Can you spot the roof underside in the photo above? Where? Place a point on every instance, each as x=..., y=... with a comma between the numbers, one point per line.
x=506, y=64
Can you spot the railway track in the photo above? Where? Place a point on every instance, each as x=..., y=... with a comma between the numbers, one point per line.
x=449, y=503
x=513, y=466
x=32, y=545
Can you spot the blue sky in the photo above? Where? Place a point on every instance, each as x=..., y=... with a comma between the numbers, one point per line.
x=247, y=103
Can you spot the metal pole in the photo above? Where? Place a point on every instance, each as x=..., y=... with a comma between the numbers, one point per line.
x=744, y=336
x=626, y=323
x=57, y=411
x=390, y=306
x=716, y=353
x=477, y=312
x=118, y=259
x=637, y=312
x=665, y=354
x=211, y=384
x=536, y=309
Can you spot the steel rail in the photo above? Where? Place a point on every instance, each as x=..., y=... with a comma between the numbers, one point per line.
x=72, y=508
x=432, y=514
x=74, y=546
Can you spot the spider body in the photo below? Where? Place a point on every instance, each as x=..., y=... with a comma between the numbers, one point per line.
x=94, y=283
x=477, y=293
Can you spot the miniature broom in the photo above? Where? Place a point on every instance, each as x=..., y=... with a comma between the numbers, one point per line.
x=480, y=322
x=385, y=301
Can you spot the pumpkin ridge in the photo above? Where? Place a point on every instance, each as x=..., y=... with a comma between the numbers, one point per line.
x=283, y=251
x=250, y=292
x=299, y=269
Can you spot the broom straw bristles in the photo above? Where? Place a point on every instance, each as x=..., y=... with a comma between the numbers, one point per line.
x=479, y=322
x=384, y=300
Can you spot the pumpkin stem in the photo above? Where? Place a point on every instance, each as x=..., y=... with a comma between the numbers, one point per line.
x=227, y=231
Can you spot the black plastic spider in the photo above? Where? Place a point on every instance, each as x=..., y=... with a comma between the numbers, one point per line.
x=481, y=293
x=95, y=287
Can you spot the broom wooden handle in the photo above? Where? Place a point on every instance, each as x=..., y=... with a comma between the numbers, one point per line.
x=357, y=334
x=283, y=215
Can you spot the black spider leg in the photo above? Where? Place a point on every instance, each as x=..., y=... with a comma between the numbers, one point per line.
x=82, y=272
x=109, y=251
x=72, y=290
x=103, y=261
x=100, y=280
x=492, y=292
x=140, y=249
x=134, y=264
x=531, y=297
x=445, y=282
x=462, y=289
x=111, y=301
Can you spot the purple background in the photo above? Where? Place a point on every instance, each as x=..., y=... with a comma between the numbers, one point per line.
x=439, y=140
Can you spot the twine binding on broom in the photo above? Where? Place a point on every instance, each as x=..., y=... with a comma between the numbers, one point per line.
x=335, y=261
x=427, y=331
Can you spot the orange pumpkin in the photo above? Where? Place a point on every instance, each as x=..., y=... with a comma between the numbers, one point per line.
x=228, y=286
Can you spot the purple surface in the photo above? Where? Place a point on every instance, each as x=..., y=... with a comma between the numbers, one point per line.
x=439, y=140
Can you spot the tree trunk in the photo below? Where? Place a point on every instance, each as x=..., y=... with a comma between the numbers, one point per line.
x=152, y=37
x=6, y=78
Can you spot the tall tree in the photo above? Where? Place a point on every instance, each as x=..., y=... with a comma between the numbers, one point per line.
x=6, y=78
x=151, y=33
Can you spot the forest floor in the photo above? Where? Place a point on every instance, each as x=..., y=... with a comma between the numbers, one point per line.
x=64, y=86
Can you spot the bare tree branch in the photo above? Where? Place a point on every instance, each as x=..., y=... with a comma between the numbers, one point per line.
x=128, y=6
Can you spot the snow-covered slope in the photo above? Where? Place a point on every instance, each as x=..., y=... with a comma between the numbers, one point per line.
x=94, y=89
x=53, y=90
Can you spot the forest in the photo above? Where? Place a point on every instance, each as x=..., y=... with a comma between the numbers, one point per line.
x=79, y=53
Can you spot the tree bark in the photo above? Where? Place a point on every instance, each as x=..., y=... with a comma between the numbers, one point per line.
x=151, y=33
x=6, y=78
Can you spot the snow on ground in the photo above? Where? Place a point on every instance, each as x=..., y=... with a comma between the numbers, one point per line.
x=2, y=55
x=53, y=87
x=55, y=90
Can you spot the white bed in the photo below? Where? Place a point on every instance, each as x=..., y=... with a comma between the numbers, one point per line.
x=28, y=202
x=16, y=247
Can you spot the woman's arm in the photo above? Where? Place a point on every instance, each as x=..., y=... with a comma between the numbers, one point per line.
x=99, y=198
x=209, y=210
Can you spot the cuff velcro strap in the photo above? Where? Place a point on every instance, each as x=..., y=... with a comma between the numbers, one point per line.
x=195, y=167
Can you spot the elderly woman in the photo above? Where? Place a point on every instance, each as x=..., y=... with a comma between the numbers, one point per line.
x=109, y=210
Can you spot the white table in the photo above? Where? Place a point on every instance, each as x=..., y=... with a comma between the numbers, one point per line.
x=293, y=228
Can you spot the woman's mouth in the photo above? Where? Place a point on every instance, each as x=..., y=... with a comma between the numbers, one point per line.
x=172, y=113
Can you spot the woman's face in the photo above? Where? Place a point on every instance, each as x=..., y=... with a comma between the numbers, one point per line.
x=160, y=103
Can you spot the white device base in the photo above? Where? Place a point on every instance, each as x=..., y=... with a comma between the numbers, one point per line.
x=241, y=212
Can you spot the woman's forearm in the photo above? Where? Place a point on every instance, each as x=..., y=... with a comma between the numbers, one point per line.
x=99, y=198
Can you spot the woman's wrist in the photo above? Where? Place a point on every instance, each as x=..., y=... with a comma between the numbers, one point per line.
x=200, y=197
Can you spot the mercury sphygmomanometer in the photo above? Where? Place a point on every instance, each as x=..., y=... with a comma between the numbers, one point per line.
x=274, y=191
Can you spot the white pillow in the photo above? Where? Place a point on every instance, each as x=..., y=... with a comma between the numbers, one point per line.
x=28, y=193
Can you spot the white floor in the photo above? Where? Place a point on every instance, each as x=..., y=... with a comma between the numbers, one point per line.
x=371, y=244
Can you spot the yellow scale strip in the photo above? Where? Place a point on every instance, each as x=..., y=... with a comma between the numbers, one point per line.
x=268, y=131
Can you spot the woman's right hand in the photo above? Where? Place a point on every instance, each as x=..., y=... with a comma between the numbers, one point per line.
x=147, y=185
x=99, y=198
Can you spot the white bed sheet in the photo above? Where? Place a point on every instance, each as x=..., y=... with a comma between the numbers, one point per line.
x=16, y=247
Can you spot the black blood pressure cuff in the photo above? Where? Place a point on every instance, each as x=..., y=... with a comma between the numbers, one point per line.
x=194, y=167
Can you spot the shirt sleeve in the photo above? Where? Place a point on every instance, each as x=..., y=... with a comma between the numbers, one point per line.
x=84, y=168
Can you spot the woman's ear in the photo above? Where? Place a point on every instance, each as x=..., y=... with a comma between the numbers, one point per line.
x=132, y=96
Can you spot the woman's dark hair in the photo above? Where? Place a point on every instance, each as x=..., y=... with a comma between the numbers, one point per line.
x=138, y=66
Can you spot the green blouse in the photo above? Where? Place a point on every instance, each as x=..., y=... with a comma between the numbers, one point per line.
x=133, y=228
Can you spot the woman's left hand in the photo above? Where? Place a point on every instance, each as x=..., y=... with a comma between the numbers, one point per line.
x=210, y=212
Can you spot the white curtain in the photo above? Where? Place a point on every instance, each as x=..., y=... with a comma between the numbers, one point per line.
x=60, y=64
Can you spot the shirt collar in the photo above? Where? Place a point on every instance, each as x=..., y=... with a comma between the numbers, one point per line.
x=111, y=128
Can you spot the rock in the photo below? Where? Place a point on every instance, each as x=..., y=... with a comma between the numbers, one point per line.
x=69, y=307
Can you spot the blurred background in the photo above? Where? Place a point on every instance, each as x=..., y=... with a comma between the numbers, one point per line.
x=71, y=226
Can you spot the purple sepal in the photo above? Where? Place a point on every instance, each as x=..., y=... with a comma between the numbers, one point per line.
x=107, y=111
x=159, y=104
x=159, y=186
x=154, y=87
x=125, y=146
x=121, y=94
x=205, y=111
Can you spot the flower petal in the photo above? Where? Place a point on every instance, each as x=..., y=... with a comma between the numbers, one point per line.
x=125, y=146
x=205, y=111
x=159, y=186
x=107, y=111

#### [AIM]
Copy the lines from the line with "Can you spot the bare" to the line with "x=160, y=103", substituting "person's" for each "woman's" and keeping everything else the same.

#### [RESULT OF THE EXERCISE]
Can you spot the bare tree branch in the photo above? Where? Place a point on every instance, each as x=..., y=... with a comma between the numbers, one point per line.
x=128, y=6
Can you spot the snow-covered slope in the photo above? Where? Place a point on every instance, each as x=..., y=... with a comma between the numbers, one point per line.
x=94, y=89
x=53, y=90
Can you spot the forest in the photo above? Where? Place a point on every instance, each as x=..., y=... with a comma between the numbers, one point per line.
x=79, y=53
Can you spot the tree bark in the photo above? Where? Place a point on every instance, each as x=..., y=... with a comma between the numbers, one point per line.
x=151, y=33
x=6, y=78
Can you spot the snow on ground in the photo above? Where? Place a point on every instance, each as x=..., y=... with a comma between the numbers, one point per line.
x=2, y=55
x=53, y=87
x=55, y=90
Can you spot the white bed in the photo below? Where? Place a point on every instance, each as x=..., y=... with a comma between the numbers, one point per line.
x=28, y=202
x=16, y=247
Can you spot the person's arm in the photo above? Where? Place a point on every instance, each as x=..., y=... with a comma between the numbers, one point per line.
x=99, y=198
x=209, y=210
Can you spot the cuff velcro strap in the photo above? Where? Place a point on every instance, each as x=..., y=... with a comma between the numbers, one point per line.
x=195, y=167
Can you spot the elderly woman in the photo above? Where? Place a point on every instance, each as x=..., y=... with a comma between the numbers, one point per line.
x=109, y=210
Can you spot the white table in the photo above? Where? Place a point on every instance, each as x=..., y=... with a comma between the numbers, one point per line.
x=293, y=228
Can you spot the person's mouth in the photo above? Where? Place a point on every instance, each as x=..., y=... with a comma between the numbers, one point per line.
x=172, y=113
Can you spot the person's face in the photo above? Where? Place a point on every instance, each as x=..., y=... with a comma between the numbers, one point per line.
x=160, y=103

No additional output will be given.